AIM: Gather every line of the items that contains the word "white". Case counts.

RECORDS SUPPLIED:

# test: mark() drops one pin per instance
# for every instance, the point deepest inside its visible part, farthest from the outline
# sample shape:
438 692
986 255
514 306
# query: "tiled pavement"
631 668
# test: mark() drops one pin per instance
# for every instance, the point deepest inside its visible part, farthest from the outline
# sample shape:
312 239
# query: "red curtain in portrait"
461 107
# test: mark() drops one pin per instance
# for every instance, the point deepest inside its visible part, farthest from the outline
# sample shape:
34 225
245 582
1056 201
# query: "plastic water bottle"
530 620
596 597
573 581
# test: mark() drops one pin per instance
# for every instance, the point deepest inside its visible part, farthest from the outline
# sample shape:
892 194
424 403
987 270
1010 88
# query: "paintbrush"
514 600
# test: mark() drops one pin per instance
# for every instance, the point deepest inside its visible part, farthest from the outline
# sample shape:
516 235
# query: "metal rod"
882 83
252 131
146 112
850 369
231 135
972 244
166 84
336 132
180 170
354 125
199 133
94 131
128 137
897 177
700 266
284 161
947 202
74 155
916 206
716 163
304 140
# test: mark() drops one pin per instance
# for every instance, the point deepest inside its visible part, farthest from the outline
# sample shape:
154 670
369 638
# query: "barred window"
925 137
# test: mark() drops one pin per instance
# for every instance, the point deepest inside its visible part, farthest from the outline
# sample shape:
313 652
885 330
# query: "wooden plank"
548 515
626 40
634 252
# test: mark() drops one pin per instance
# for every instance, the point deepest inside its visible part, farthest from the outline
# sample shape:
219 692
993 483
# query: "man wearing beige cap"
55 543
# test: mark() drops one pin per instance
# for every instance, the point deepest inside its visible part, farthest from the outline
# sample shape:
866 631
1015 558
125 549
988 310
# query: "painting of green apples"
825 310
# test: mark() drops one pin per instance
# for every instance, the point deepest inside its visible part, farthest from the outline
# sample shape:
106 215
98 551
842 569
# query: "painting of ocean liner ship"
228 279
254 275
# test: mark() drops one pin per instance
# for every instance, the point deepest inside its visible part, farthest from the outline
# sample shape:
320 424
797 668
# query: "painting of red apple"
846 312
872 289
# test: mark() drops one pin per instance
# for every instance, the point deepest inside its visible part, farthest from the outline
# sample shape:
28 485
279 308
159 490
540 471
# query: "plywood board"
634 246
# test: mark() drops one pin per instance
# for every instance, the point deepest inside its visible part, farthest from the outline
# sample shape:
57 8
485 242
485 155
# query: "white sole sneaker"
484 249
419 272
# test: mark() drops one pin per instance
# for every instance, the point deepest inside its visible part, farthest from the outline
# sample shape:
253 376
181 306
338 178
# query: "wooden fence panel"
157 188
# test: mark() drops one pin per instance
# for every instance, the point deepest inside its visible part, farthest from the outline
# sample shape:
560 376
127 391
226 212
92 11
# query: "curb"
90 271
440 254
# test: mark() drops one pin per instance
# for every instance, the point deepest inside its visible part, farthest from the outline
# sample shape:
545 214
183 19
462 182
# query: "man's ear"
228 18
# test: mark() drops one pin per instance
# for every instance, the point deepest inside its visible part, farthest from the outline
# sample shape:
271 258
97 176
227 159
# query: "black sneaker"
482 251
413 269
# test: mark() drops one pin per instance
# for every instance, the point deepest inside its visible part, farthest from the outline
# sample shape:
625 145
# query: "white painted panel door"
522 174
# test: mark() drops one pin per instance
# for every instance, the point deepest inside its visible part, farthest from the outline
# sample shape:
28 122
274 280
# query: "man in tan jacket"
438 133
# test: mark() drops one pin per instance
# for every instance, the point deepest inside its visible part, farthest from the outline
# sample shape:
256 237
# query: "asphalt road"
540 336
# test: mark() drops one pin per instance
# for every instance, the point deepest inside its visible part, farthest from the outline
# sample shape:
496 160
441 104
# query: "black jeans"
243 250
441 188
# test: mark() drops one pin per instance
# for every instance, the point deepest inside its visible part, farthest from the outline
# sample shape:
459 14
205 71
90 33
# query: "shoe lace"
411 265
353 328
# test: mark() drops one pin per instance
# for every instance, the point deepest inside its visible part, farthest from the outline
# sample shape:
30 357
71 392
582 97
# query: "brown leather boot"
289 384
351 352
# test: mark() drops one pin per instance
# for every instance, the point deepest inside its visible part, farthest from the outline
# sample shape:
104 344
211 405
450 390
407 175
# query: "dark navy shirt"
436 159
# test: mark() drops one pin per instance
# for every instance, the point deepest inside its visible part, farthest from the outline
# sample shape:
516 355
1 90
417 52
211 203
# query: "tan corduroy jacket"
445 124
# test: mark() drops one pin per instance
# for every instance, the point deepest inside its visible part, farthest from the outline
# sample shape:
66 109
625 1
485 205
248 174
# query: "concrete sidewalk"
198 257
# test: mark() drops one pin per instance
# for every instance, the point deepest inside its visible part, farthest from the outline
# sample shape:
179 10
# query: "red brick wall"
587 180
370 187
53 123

ANSWER:
# query: "white sole sneaker"
# query: "white painted panel door"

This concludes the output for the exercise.